The report of the Statutory Auditors forms part of the Annual
Report for FY 2024-25. The said report does not contain any
qualification, reservation, adverse remark or disclaimer.
Pursuant to Section 204 of the Companies Act, 2013 and the
Companies (Appointment & Remuneration of Managerial
Personnel) Rules, 2014, M/s. Ranjeet Pandey & Associates,
Practicing Company Secretaries (Membership No. F5922,
Certificate of Practice 6087) were appointed to conduct the
Secretarial Audit of the Company for Financial Year 2024¬
2025. The Secretarial Audit Report for FY 2024-25 is attached
as "Annexure-II A".
The Secretarial Auditor''s certificate confirming compliance
with conditions of corporate governance as stipulated under
Listing Regulations, for financial year ended March 31, 2025
also forms part of this Report.
Pursuant to recommendation of the Audit Committee, the
Board of Directors proposes and recommends to the
members of the Company for appointment of M/s. BNP &
Associates, a peer reviewed firm of Practicing Company
Secretaires, as Secretarial Auditors for carrying out Secretarial
Auditor of the Company for a period of 5 years i.e. for April 01,
2025 to March 31,2030.
The observations and comments given by the Secretarial
Auditor in their Report are self-explanatory and hence do not
call for any further comments under Section 134 of the Act.
As per regulation 24(A) of SEBI Listing Regulations, a listed
company is required to annex the secretarial audit report of its
material unlisted subsidiary in India to its Annual Report.
Novacare Healthcare Solutions Limited ("Novacare") has been
identified as Material Unlisted Subsidiary of the Company in
India for FY25 and accordingly the Company is annexing the
Secretarial Audit Report of Novacare as "Annexure II B"
During FY 2024-25, there were no significant and/or material
orders, passed by any Court or Regulator or Tribunal, which
may impact the going concern status or the Company''s
operations in future.
Based on the applicable provisions, the Company has adopted a
CSR Policy. The said Policy is also available on the Company''s
website https://www.enterohealthcare.com/investor/corporate-
governance/policies.php.
However, provisions relating to CSR spent were not
applicable to the Company during FY 2024-25. Therefore,
there is no requirement of providing Annual Report on CSR
activities, in terms of Section 135 of the Act and the Rules
framed thereunder.
Information Required Under Sexual Harassment of
Women at Workplace (Prevention, Prohibition &
Redressal) Act, 2013
The Company has zero tolerance for sexual harassment at
workplace and has adopted a Policy on prevention,
prohibition and redressal of sexual harassment at workplace
in line with the provisions of the Sexual Harassment of
Women at Workplace (Prevention, Prohibition and Redressal)
Act, 2013 and the Rules there under for prevention and
redressal of complaints of sexual harassment at workplace.
All women associates (permanent, temporary, contractual
and trainees) as well as any women visiting the Company''s
office premises or women service providers are covered
under this Policy.
All employees are treated with dignity with a view to
maintain a work environment free of sexual harassment
whether physical, verbal or psychological.
The Company has complied with the provisions relating to
the constitution of Internal Complaints Committee (ICC)
under the Prevention of Sexual Harassment Act to redress
complaints received regarding sexual harassment.
◆ ◆ ◆ ◆ ◆
▶ [COMPLETE THE FOLLOWING]:
**A.** Which company does the report excerpt identify as the Company's material unlisted subsidiary in India for FY25?
**B.** From the report excerpt, write out the stretch from "Pursuant to Section" through "of this Report." word for word.

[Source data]
◆ ◆ ◆ ◆ ◆
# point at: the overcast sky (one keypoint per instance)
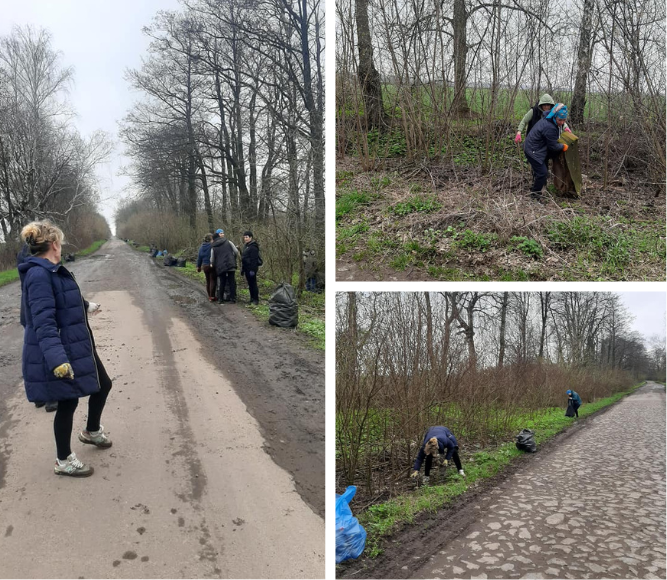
(649, 311)
(100, 39)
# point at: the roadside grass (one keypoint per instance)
(382, 519)
(378, 227)
(311, 305)
(8, 276)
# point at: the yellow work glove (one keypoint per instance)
(64, 371)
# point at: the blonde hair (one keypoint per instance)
(431, 447)
(40, 235)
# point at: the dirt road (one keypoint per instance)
(217, 422)
(594, 507)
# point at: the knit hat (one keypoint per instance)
(545, 99)
(558, 112)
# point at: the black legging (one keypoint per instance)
(62, 422)
(429, 461)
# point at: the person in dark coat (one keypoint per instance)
(204, 262)
(49, 406)
(59, 358)
(574, 399)
(542, 145)
(250, 264)
(438, 441)
(223, 261)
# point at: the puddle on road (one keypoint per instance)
(184, 300)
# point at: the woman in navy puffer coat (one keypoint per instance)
(60, 362)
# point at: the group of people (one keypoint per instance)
(544, 124)
(217, 258)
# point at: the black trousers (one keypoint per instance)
(429, 462)
(252, 286)
(211, 280)
(224, 279)
(62, 422)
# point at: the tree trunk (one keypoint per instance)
(583, 65)
(503, 320)
(460, 23)
(369, 78)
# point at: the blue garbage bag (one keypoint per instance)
(350, 534)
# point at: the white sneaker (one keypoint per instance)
(72, 467)
(97, 438)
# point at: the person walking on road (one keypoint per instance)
(49, 406)
(60, 361)
(223, 261)
(530, 119)
(438, 441)
(574, 399)
(204, 263)
(542, 145)
(250, 263)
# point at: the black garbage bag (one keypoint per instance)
(283, 307)
(525, 441)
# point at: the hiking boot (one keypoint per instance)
(72, 467)
(97, 438)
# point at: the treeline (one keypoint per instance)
(475, 362)
(47, 169)
(229, 130)
(415, 68)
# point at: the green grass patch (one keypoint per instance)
(527, 245)
(380, 520)
(473, 241)
(416, 204)
(349, 202)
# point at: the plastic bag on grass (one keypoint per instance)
(283, 307)
(350, 534)
(525, 441)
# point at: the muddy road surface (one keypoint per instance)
(593, 507)
(217, 423)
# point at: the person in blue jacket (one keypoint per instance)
(60, 362)
(250, 263)
(204, 262)
(542, 145)
(574, 399)
(438, 441)
(49, 406)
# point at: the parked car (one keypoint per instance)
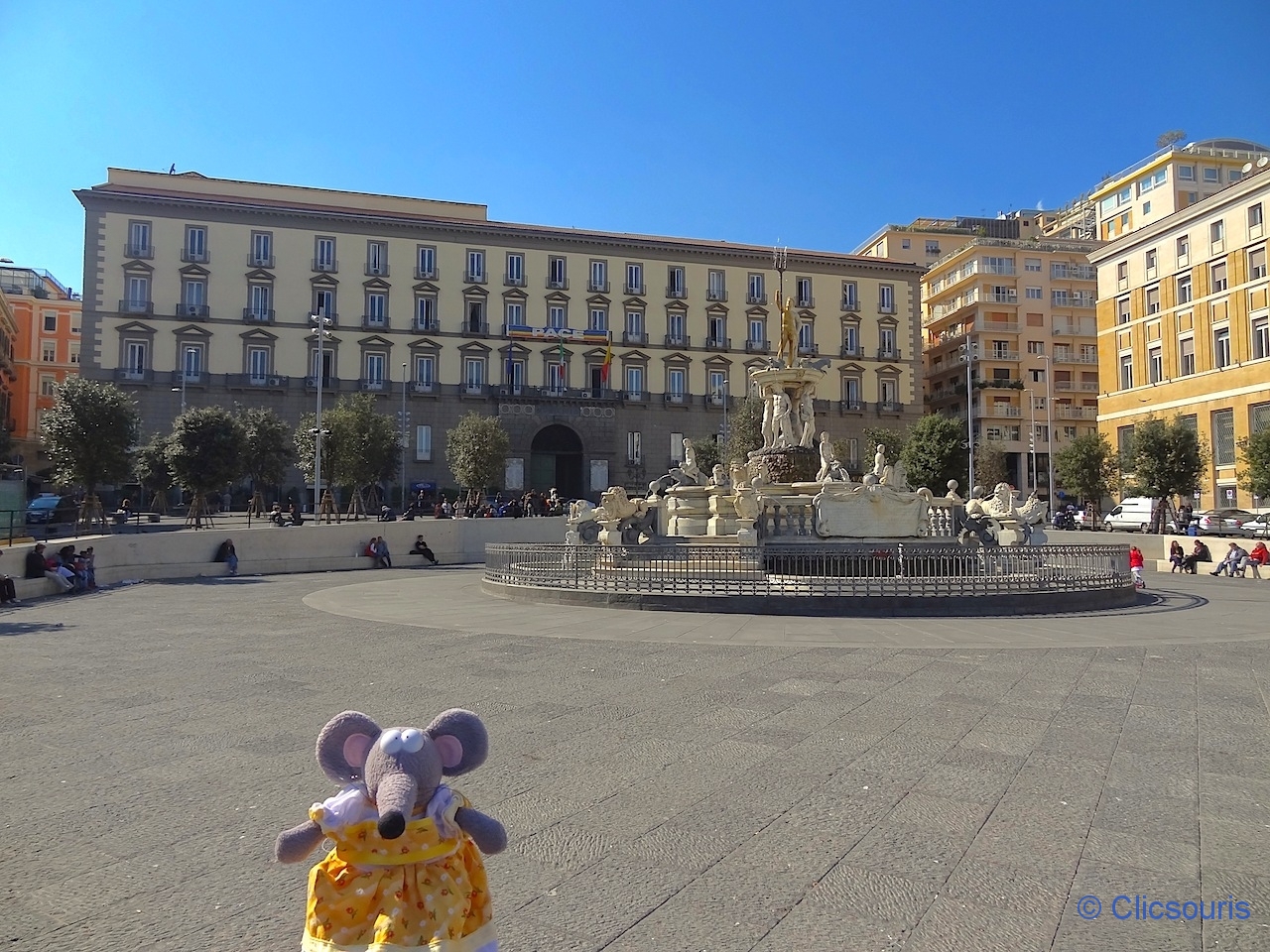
◆ ◆ ◆ ◆ ◆
▶ [RESPONSES IN ORDER]:
**A.** Novacare Healthcare Solutions Limited

**B.**
Pursuant to Section 204 of the Companies Act, 2013 and the
Companies (Appointment & Remuneration of Managerial
Personnel) Rules, 2014, M/s. Ranjeet Pandey & Associates,
Practicing Company Secretaries (Membership No. F5922,
Certificate of Practice 6087) were appointed to conduct the
Secretarial Audit of the Company for Financial Year 2024¬
2025. The Secretarial Audit Report for FY 2024-25 is attached
as "Annexure-II A".
The Secretarial Auditor''s certificate confirming compliance
with conditions of corporate governance as stipulated under
Listing Regulations, for financial year ended March 31, 2025
also forms part of this Report.